Passage provided ::
Shear wave propagation in wormlike micellar fluids have been reported. With a mechanical actuator and an optical system, Gladden et al.^14,15 demonstrated the generation and detection of shear waves in wormlike micellar fluids with concentrations from 20 to 500 mM. In Gladden et al., shear waves generated from a 61 Hz excitation had a speed proportional to the square root of the concentration when micellar fluid concentration was lower than 150 mM, on the other hand, a linear relationship was found between the micellar fluids concentration and the measured shear wave speeds for micellar fluids with concentrations higher than 150 mM.¹⁵ Because at very low concentration micellar fluids exhibit weak optical coefficients, an alternative technique to visualize shear wave propagation using microspheres has been recently reported.¹⁶ In Labda et al., shear wave speed measured in a 500 mM micellar fluid using microspheres were in good agreement with optical methods; one of the advantages of using microspheres methods include the ability to characterize micellar fluids of low concentration.¹⁶

To completely characterize viscoelastic materials multiple excitation frequencies should be studied, however, mechanical excitation of shear waves and conventional rheometers can only excite one frequency at a time. Alternative to external mechanical vibration, localized shear waves can be produced by acoustic radiation force of ultrasound.¹⁰ The advantages of using acoustic radiation force to generate shear waves is that anywhere an ultrasound system can focus, a pushing pulse of radiation force can be applied. Moreover, acoustic radiation force is capable of generating shear waves over a certain bandwidth (BW) with a single impulse excitation, reducing the experimental time significantly.

In this paper, we report on the feasibility of using ultrasound to generate and detect shear waves in wormlike micellar fluids. The shear wave propagation is monitored with conventional pulse echo ultrasound, and the micellar fluids shear wave propagation speed is compared to conventional oscillatory test with a rheometer.

Exercise :: Rewrite the passage on shear waves in micellar fluids starting at "In this paper, we" and ending at "with a rheometer.", replacing "rheometer" with "viscometer".

[A sequence of records]
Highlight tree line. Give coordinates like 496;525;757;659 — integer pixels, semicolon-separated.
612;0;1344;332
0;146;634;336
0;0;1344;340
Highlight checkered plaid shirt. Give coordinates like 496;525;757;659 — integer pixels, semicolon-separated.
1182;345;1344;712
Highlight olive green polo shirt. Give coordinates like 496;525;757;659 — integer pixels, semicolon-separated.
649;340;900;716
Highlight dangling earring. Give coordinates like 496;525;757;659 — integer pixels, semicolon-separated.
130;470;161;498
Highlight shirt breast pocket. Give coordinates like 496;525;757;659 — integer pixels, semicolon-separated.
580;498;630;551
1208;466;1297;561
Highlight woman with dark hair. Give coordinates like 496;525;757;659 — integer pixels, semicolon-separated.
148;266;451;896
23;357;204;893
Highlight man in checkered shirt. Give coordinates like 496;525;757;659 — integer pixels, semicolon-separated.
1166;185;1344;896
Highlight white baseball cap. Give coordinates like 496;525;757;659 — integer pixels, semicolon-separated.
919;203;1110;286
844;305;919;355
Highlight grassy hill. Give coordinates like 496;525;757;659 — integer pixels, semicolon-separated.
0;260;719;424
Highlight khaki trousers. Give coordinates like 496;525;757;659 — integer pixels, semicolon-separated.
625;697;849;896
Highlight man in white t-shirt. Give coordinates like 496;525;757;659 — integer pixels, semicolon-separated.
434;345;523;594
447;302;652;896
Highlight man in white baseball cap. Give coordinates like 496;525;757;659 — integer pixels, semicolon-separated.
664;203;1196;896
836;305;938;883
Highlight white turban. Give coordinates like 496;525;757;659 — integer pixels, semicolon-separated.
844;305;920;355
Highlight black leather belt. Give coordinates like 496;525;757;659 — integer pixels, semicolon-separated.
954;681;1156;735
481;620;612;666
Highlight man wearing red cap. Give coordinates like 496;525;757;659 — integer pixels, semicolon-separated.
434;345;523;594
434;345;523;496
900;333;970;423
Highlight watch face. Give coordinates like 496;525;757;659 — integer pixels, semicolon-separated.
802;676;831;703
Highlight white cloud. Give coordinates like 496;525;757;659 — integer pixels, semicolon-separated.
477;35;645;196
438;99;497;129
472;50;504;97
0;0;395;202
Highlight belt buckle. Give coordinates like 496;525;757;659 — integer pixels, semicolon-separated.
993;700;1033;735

Response to this task ::
In this paper, we report on the feasibility of using ultrasound to generate and detect shear waves in wormlike micellar fluids. The shear wave propagation is monitored with conventional pulse echo ultrasound, and the micellar fluids shear wave propagation speed is compared to conventional oscillatory test with a viscometer.